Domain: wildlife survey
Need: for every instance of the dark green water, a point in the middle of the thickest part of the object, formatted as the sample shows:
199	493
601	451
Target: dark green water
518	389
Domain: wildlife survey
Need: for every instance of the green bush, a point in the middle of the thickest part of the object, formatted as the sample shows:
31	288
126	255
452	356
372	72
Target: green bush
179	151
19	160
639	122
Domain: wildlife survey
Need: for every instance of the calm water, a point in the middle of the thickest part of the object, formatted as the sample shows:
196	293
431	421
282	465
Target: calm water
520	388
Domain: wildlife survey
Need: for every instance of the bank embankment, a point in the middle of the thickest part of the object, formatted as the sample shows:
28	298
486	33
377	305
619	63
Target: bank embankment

### [Aim of the task]
Reproduce exactly every line between the line with "Need: for every instance of the dark" and the last line of the records above, both included.

### [Solution to the problem]
Need: for every instance of the dark green water, a point in the middle of the thickest part of the object, formatted as the sample shows:
199	493
601	451
Target: dark green water
518	389
Domain: wildlife survey
Need: for every instance of the green bush, a point in the middle of the thickest part of the object, formatted as the sample shows:
31	288
126	255
452	356
372	72
Target: green bush
179	151
19	160
639	122
Domain: wildlife survey
Need: for every instance of the calm water, a point in the middle of the thickest part of the object, formatted as the sample shows:
196	293
431	421
282	465
Target: calm water
520	388
Domain: wildlife survey
Need: for every instance of the bank embankment, a point in the middle of the thickest part of the object, formatted as the sample shows:
28	298
486	33
377	305
619	63
Target: bank embankment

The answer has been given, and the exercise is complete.